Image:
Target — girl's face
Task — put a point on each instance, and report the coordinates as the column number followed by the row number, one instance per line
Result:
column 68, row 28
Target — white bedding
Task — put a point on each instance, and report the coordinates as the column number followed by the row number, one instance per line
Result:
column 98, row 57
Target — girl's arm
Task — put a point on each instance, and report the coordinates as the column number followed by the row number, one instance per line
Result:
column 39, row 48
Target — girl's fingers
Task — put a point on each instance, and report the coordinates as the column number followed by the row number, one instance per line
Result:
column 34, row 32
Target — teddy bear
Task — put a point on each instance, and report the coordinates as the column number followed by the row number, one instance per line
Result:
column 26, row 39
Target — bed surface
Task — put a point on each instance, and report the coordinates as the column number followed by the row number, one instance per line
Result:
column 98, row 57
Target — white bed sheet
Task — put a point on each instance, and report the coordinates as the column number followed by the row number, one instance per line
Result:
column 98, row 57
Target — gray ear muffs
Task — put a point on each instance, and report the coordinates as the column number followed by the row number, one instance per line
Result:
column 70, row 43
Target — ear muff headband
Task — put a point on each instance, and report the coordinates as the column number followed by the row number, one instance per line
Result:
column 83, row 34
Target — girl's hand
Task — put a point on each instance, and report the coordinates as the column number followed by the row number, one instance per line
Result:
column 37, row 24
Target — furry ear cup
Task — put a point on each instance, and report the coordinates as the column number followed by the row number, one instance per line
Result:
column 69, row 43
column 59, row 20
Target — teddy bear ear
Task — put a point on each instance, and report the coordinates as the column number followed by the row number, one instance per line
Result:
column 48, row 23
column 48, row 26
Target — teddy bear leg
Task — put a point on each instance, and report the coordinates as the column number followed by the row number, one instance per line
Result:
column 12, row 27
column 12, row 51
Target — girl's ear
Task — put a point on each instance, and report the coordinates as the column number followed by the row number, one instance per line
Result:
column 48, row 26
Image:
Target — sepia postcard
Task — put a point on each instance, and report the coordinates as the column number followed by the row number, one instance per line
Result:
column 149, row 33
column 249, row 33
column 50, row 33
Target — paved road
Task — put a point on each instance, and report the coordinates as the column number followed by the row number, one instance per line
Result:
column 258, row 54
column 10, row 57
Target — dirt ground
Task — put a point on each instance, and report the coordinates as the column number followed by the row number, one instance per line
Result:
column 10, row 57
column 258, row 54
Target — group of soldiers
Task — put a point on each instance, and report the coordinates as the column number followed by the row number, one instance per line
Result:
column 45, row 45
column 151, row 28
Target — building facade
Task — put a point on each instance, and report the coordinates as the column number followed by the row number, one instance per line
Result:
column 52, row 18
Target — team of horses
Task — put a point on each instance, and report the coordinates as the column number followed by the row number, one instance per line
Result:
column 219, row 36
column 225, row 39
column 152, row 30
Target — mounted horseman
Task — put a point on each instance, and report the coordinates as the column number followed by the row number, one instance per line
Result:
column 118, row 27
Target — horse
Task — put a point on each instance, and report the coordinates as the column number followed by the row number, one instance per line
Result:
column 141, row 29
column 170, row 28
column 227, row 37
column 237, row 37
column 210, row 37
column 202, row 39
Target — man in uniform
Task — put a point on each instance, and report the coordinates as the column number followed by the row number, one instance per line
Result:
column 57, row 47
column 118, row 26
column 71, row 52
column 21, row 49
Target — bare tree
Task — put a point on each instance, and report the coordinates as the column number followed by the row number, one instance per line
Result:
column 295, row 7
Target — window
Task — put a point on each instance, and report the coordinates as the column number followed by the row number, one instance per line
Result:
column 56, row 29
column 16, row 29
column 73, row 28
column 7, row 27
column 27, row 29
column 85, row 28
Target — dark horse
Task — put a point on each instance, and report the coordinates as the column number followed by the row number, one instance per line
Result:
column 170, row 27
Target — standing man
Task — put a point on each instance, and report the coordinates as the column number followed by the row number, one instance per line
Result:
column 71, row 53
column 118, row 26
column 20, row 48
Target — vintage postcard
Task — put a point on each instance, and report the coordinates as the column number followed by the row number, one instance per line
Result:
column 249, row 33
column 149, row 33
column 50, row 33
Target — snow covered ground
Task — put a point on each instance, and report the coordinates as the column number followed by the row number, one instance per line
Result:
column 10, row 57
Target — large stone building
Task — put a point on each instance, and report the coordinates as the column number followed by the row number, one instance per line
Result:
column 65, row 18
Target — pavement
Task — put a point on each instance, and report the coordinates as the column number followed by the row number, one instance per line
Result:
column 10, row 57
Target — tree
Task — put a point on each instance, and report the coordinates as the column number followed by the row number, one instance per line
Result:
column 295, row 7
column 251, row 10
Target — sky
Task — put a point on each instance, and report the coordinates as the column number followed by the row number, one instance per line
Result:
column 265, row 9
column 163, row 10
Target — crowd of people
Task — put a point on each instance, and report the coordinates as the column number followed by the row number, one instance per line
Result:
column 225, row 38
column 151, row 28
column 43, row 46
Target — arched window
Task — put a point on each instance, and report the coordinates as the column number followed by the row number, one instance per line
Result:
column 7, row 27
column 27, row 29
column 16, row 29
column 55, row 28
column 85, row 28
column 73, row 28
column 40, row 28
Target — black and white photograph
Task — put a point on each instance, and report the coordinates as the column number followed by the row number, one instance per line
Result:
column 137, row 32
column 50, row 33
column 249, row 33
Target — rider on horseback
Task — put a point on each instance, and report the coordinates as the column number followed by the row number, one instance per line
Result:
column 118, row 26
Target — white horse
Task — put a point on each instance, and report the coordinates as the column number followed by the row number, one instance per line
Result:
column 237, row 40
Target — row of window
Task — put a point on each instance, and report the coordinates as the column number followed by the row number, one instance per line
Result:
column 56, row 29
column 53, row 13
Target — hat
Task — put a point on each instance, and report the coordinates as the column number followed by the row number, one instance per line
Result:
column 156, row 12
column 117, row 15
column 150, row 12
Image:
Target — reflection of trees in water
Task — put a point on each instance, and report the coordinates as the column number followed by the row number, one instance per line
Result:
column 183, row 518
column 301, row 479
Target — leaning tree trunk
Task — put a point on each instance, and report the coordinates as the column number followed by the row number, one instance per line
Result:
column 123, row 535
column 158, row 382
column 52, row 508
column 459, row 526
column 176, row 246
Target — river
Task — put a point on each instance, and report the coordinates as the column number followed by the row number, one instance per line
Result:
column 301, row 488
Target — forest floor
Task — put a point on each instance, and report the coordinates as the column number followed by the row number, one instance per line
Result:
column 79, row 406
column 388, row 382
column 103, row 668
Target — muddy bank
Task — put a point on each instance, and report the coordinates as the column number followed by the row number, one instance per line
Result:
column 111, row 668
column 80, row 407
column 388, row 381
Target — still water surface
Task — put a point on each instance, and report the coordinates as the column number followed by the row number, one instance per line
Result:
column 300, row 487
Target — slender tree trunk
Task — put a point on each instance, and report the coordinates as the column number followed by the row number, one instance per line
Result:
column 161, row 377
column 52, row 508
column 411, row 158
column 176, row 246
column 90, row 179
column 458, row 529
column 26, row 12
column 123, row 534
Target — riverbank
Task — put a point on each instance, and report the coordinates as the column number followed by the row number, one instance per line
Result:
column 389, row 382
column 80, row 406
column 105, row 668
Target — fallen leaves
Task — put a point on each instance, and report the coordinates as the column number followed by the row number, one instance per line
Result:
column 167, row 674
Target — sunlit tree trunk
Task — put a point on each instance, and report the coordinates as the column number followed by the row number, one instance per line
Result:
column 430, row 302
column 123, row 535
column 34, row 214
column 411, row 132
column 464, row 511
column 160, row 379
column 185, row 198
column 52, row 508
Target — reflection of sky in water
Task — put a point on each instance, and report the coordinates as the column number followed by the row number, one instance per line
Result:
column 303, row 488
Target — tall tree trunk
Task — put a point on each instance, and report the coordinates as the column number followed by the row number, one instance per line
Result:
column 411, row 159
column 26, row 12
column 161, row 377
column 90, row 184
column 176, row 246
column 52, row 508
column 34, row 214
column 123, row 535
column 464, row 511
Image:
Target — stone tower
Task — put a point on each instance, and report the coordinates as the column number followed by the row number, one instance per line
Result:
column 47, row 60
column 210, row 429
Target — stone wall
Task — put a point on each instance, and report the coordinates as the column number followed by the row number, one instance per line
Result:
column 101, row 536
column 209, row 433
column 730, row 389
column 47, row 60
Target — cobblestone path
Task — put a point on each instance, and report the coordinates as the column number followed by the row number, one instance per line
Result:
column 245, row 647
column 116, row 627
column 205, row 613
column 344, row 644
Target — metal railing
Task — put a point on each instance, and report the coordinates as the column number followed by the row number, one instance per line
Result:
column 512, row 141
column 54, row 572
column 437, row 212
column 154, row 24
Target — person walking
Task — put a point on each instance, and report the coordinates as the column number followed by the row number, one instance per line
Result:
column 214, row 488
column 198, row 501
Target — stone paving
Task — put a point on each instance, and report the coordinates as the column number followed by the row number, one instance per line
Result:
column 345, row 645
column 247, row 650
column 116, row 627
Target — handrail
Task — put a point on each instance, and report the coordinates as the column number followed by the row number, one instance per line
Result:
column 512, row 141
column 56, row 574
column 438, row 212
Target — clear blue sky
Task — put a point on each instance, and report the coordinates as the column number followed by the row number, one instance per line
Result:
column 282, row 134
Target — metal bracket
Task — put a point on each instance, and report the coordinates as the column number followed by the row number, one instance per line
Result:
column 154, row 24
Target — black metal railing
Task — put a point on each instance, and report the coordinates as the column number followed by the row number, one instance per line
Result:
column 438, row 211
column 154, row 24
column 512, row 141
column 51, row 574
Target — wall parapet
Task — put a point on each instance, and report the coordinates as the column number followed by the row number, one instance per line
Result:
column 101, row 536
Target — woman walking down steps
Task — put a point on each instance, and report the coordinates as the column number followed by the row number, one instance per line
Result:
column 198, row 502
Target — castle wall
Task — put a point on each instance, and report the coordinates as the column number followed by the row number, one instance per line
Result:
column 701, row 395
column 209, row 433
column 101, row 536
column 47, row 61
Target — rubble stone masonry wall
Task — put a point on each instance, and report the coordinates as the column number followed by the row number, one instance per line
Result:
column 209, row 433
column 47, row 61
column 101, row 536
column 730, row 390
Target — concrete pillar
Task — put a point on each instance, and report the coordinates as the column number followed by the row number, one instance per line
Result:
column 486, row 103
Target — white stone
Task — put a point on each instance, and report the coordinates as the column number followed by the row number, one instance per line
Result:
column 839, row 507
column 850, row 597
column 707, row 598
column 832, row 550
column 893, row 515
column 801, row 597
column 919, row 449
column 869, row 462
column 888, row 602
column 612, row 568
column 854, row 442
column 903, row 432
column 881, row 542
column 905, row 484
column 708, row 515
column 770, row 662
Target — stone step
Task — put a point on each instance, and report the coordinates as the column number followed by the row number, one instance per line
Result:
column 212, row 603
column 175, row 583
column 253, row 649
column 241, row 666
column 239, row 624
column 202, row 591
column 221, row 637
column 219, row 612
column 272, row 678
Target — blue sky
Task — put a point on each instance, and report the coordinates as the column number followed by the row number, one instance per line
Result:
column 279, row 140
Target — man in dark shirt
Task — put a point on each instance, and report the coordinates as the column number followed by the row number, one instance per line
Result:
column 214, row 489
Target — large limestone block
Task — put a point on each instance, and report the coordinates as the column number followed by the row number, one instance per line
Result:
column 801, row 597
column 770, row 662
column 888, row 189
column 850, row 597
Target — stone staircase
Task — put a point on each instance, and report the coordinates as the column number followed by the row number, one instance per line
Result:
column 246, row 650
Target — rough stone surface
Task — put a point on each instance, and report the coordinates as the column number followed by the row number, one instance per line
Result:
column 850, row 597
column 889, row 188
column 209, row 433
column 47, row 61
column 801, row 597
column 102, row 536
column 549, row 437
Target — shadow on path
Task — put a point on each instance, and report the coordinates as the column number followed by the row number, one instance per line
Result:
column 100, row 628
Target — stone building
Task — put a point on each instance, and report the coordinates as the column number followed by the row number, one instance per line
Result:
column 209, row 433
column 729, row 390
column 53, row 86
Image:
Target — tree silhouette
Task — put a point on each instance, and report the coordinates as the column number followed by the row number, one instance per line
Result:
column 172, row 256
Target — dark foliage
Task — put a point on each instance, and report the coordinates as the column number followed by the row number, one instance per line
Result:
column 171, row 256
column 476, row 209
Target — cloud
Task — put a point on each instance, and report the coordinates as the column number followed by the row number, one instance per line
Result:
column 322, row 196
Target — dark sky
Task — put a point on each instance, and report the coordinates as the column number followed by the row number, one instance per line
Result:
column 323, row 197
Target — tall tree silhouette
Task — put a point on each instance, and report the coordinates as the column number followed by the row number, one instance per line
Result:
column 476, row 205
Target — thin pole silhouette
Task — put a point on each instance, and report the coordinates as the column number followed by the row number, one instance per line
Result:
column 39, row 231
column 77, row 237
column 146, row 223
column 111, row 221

******

• _What this task involves_
Reproduce only the lines of the records starting at the line that contains "Target — pavement" and ending at the line that contains "column 237, row 40", swapping "put a point on" for "place a marker on" everywhere it occurs there. Leave everything else unchanged.

• _Output for this exercise_
Target — pavement
Task — place a marker on each instance, and report the coordinates as the column number followed by the row number, one instance per line
Result:
column 10, row 57
Target — tree
Task — place a marker on each instance, and report the coordinates as the column number followed by the row number, one instance per line
Result:
column 295, row 7
column 251, row 10
Target — sky
Task — place a marker on each instance, and report the coordinates as the column number followed by the row number, one instance per line
Result:
column 265, row 9
column 163, row 10
Target — crowd of people
Task — place a marker on each instance, and report the coordinates as the column number followed by the row number, one instance per line
Result:
column 225, row 38
column 151, row 28
column 43, row 46
Target — arched window
Task — place a marker on each instance, and report the coordinates as the column number followed by the row number, one instance per line
Result:
column 7, row 27
column 27, row 29
column 16, row 29
column 55, row 28
column 85, row 28
column 73, row 28
column 40, row 28
Target — black and white photograph
Task — place a marker on each instance, and report the coordinates as the column number followed by the row number, one instance per line
Result:
column 137, row 32
column 50, row 33
column 249, row 33
Target — rider on horseback
Task — place a marker on each instance, and report the coordinates as the column number followed by the row number, one instance per line
Result:
column 118, row 26
Target — white horse
Task — place a marker on each instance, and report the coordinates as the column number followed by the row number, one instance per line
Result:
column 237, row 40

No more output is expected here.